REQUIREMENTS:
Convert the material from the line with "Which region of this frame contains the stone wall?" up to and including the line with "[349,50,954,859]" into a two-column CSV with the headers label_text and coordinates. Give one row per entry, with the labeling text under label_text and all of its boxes under coordinates, each as one quoted field with line breaks replaced by spaces.

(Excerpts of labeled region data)
+ + + + + + +
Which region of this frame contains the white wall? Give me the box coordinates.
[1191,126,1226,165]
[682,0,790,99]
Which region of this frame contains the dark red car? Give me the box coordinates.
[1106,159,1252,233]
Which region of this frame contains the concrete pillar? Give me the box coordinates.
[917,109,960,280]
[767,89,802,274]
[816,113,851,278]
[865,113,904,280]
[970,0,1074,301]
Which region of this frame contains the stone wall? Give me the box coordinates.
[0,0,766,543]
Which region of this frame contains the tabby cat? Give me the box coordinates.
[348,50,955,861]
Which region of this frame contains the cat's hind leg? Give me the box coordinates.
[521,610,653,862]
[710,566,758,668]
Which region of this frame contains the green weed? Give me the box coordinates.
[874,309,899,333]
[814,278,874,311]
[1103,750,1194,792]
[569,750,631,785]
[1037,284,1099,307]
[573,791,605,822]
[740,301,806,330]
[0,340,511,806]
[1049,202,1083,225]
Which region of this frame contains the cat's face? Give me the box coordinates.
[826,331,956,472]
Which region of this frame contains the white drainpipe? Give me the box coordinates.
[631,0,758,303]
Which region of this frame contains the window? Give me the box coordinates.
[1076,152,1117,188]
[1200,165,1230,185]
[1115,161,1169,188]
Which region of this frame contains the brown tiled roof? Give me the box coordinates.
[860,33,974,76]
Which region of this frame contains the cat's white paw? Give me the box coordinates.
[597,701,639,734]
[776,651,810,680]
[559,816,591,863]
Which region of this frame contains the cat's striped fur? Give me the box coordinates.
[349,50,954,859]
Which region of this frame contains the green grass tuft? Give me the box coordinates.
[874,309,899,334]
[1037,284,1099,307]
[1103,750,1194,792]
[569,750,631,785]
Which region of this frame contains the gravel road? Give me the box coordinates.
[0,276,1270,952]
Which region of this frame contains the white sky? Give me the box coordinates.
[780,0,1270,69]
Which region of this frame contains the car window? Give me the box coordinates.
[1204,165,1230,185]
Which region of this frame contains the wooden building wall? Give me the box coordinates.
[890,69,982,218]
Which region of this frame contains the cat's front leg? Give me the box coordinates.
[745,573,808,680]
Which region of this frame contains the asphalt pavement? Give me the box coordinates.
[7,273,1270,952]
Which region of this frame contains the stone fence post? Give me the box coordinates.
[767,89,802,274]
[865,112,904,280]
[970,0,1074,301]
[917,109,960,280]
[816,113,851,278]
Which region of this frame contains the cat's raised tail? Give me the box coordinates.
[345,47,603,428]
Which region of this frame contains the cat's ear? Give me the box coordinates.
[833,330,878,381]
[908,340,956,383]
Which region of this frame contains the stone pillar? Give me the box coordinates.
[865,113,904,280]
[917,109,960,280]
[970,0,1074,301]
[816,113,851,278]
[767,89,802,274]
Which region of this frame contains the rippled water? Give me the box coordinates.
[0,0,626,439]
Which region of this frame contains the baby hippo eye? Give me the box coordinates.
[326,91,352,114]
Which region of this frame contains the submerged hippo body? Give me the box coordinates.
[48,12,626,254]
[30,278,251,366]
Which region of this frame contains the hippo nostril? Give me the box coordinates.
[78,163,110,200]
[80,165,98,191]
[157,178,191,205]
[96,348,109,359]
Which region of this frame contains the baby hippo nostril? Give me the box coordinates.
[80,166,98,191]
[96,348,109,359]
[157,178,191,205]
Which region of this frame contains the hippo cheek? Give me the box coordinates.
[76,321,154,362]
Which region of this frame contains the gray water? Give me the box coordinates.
+ + + + + + +
OUTPUT OF THE EXERCISE:
label_text,coordinates
"Which region of this frame contains the stone wall? Give me the box coordinates.","[0,0,766,543]"
"Which region of this frame contains the tabby cat? Give me the box coordinates.","[348,50,955,861]"
"Which region of this frame contains the cat's hind leg? Give me the box coordinates.","[521,610,653,862] [710,566,758,668]"
"Which region of this frame contains the green weed? Give me the box coordinates.","[874,309,899,333] [814,278,874,311] [1103,750,1194,792] [569,750,631,785] [1037,284,1099,307] [573,791,605,822] [740,301,806,330] [0,340,511,806] [1049,202,1083,225]"
"Which region of this frame contains the cat's face? Give me the box coordinates.","[826,331,956,472]"
"Which region of this frame contains the white drainpipe? Give me the box coordinates.","[631,0,758,303]"
"Which region of this frame contains the window? Give me the box coordinates.","[1076,152,1117,188] [1200,165,1230,185] [1115,161,1169,188]"
"Which region of this frame contains the brown tiled roof? Give me the box coordinates.","[860,33,974,76]"
"Which region of this frame contains the cat's white paw? Give me the box coordinates.","[597,701,639,734] [776,651,810,680] [559,816,591,863]"
"Which region of this frame contains the cat's striped fur? Give me the box coordinates.","[349,50,954,859]"